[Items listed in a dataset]
▼▼▼

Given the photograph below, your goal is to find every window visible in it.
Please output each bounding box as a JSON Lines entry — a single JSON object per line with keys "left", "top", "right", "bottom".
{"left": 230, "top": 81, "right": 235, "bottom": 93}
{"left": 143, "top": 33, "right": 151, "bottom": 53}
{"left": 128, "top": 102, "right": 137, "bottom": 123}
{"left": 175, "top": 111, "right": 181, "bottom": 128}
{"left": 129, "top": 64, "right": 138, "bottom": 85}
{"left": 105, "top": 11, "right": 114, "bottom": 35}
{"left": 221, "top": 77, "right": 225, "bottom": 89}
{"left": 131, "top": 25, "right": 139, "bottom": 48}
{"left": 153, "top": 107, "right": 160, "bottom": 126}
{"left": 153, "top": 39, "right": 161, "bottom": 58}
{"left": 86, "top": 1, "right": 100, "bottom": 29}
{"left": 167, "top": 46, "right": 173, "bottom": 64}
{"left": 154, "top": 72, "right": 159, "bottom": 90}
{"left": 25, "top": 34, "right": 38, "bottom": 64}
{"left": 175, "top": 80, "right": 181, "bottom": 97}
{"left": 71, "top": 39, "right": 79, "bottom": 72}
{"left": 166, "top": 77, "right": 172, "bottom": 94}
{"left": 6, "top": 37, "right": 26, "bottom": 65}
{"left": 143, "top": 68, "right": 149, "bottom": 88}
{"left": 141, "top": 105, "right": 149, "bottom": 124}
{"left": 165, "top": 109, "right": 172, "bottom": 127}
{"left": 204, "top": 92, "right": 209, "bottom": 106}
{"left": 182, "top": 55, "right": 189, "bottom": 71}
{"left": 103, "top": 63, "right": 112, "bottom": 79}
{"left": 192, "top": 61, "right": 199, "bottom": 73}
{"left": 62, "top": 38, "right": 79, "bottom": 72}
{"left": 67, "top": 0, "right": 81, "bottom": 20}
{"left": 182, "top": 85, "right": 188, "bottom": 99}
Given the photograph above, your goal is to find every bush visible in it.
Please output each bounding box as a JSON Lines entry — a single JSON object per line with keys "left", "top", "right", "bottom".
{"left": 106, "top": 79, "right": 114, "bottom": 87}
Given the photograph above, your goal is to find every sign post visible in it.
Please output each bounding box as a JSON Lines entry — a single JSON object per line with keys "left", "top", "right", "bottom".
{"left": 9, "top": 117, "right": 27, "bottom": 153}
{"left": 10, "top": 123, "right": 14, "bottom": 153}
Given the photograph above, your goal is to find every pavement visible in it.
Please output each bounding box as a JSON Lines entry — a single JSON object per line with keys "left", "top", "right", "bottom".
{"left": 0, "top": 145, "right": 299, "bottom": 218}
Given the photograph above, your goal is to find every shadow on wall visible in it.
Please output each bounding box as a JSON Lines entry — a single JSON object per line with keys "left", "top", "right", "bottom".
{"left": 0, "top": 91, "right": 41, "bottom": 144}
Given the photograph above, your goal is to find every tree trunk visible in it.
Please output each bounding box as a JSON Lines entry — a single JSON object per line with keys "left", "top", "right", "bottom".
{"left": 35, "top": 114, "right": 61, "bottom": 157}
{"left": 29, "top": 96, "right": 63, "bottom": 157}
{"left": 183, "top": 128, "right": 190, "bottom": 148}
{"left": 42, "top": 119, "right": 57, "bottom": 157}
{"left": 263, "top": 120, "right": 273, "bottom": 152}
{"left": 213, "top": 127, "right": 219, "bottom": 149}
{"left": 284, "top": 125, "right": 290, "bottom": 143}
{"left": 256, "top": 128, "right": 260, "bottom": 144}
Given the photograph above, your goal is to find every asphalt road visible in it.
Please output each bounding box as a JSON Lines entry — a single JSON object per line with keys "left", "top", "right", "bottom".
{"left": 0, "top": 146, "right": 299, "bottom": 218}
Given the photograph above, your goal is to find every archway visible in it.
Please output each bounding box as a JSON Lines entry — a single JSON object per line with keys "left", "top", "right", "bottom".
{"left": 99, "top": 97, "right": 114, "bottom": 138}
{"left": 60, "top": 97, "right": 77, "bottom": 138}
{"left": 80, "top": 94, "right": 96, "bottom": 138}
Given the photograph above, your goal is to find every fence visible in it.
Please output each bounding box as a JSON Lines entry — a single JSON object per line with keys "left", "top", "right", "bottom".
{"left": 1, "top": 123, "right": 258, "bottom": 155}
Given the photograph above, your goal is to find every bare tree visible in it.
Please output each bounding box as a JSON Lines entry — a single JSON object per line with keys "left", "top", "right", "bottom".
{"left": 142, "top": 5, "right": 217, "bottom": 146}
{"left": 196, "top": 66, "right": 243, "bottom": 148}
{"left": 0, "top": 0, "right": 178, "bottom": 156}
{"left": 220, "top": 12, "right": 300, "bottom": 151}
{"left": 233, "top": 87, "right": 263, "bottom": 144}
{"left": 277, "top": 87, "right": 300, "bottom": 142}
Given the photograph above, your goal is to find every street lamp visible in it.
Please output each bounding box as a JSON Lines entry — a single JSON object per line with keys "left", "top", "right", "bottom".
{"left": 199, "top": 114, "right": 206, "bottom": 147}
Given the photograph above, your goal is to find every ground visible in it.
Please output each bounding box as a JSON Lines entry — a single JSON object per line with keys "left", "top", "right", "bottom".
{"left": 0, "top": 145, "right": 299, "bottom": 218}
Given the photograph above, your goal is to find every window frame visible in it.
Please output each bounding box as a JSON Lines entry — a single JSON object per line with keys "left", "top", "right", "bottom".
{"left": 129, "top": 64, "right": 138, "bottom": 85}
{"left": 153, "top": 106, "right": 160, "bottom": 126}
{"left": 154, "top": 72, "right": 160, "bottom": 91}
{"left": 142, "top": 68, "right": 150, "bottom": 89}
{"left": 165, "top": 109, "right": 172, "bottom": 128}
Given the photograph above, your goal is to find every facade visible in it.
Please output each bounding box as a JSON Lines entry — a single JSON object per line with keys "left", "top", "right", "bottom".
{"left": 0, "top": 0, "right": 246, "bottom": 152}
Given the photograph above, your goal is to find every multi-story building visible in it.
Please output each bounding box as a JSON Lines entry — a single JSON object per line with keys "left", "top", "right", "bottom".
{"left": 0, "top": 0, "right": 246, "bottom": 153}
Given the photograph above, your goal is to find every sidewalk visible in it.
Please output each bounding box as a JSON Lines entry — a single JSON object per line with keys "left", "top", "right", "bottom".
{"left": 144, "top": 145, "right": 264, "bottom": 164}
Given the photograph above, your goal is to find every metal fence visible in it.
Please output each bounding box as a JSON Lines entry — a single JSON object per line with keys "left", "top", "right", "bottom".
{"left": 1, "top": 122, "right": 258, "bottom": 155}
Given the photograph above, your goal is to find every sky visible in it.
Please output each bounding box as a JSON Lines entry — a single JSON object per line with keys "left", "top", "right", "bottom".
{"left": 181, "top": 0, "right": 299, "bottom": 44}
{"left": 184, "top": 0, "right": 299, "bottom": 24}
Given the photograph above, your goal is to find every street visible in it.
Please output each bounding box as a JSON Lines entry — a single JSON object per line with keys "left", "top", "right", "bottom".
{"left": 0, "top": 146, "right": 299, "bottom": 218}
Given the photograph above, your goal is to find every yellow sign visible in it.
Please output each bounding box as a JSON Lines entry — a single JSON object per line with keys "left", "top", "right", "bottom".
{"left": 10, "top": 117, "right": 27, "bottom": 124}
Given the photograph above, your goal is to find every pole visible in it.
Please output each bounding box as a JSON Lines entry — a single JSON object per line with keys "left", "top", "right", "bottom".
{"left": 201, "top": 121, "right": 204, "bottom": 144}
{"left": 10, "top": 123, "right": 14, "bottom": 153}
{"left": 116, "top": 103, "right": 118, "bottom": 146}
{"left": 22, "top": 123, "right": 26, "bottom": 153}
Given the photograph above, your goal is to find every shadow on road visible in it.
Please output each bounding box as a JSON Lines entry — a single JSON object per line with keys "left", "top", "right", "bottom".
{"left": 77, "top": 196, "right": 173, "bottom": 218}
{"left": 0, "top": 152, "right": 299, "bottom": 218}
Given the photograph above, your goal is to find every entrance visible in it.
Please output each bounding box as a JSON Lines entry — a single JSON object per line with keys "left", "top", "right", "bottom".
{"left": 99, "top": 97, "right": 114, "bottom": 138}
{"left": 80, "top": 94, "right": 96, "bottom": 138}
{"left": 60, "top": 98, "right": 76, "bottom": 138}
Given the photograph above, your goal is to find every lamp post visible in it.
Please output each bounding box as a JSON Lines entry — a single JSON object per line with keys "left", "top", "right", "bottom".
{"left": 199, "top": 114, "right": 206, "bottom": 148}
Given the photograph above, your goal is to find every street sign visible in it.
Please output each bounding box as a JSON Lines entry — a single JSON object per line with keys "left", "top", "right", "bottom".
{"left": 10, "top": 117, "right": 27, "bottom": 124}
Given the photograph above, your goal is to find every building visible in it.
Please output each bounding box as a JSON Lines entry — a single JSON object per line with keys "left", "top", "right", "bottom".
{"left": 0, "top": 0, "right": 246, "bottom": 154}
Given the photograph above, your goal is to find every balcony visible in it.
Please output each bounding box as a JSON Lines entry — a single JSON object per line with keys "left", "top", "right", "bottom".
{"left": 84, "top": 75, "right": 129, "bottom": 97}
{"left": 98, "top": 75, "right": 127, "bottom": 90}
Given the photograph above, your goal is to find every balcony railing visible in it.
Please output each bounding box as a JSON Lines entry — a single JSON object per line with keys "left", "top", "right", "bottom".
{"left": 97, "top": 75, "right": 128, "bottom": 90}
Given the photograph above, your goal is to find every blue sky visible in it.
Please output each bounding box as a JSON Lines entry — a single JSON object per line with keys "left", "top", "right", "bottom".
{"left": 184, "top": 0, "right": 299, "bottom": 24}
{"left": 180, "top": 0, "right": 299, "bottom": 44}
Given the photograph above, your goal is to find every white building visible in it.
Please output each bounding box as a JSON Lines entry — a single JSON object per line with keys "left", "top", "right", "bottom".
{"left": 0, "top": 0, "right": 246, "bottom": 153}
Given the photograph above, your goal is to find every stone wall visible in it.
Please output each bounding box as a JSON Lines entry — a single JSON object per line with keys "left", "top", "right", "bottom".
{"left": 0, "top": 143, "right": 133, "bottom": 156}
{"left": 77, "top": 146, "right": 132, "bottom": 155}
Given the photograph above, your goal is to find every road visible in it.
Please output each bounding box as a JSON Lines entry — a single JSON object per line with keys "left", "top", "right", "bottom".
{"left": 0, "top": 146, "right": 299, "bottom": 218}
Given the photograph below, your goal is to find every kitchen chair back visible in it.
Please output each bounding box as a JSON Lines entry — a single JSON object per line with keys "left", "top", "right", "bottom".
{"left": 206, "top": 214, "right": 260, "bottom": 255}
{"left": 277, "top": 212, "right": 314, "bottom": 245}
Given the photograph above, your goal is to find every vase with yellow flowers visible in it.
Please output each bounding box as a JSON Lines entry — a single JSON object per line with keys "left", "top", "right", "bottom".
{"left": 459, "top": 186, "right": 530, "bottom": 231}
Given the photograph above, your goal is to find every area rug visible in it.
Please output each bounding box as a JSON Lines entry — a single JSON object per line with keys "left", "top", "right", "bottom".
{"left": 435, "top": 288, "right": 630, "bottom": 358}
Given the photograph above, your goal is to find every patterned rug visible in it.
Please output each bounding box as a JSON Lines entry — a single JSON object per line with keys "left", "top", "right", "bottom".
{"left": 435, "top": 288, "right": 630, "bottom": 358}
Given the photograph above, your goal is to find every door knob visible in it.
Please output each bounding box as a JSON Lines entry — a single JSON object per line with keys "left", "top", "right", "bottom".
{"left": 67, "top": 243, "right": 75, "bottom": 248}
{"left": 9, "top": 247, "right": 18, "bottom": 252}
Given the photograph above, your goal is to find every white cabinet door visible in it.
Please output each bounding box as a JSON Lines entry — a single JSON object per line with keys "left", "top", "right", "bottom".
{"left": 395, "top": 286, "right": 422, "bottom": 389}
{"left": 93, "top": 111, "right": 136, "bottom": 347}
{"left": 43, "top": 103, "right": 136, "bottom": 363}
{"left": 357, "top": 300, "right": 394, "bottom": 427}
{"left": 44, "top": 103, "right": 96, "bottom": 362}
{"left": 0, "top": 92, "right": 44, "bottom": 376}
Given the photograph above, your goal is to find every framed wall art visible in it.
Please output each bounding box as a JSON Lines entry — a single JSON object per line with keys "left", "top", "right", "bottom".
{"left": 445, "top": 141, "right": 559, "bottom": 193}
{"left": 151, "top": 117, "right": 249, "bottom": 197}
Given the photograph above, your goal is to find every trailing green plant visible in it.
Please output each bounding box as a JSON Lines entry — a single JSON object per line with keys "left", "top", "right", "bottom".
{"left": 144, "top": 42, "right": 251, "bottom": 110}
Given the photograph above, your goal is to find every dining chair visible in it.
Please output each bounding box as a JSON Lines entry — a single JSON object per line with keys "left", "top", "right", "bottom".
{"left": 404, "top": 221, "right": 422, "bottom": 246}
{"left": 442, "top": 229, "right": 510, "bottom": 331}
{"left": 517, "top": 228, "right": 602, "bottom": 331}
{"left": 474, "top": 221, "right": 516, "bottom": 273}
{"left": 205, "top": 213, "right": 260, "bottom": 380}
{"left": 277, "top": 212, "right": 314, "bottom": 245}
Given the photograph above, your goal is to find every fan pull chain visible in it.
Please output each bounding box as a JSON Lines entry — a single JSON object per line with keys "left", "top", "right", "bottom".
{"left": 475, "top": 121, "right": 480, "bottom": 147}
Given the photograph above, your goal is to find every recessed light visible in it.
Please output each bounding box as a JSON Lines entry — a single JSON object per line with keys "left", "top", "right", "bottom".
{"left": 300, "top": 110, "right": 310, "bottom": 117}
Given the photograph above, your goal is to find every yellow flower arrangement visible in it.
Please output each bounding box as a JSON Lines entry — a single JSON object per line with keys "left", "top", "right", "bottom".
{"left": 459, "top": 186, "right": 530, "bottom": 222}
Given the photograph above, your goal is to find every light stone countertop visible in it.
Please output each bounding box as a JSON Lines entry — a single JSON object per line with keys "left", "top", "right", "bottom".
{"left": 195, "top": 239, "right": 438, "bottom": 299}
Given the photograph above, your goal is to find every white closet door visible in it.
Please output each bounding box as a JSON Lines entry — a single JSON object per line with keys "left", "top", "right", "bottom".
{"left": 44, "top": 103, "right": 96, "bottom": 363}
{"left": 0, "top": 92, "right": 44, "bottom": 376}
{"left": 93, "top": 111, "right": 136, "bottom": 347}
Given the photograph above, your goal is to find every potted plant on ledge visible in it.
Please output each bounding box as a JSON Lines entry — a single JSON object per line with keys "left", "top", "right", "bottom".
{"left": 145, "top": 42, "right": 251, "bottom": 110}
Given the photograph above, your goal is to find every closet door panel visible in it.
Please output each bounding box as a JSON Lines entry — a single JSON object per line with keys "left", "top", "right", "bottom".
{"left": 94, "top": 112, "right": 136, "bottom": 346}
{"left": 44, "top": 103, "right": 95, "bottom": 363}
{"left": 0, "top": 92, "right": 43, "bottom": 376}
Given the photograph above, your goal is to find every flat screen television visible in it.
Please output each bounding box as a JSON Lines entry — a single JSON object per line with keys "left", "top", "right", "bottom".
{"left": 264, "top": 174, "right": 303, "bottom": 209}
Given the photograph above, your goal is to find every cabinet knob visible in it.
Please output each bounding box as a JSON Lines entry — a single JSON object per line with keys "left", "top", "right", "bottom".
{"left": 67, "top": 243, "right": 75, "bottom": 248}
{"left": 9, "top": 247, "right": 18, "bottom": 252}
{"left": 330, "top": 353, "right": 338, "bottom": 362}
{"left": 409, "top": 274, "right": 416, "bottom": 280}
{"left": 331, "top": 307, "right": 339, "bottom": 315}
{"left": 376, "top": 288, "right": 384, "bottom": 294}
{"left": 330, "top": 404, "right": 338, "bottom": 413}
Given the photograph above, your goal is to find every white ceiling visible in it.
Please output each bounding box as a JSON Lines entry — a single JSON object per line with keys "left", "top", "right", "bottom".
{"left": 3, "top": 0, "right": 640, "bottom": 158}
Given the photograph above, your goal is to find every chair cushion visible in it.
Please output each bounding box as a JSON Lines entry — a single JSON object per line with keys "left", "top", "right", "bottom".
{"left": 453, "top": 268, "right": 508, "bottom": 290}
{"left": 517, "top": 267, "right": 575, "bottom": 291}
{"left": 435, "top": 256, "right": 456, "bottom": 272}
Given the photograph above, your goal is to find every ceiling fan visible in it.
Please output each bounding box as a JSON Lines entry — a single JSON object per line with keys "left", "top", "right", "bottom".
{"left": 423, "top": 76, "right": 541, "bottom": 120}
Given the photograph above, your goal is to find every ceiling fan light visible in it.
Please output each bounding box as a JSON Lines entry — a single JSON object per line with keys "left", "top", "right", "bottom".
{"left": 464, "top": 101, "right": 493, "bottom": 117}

▲▲▲

### [WHAT YOU SHOULD DO]
Working from the records above, write out verbatim only the lines from the line containing "Given the photograph above, your goal is to find every area" through the line containing "Given the photograph above, your goal is to find every patterned".

### [RESULT FOR THIS EXERCISE]
Given the photograph above, your goal is to find every area rug visible in it.
Please output each bounding box as a JSON Lines entry — a single JSON object per line with keys "left", "top", "right", "bottom".
{"left": 435, "top": 288, "right": 630, "bottom": 358}
Given the photograph above, your goal is to find every patterned rug visible in it.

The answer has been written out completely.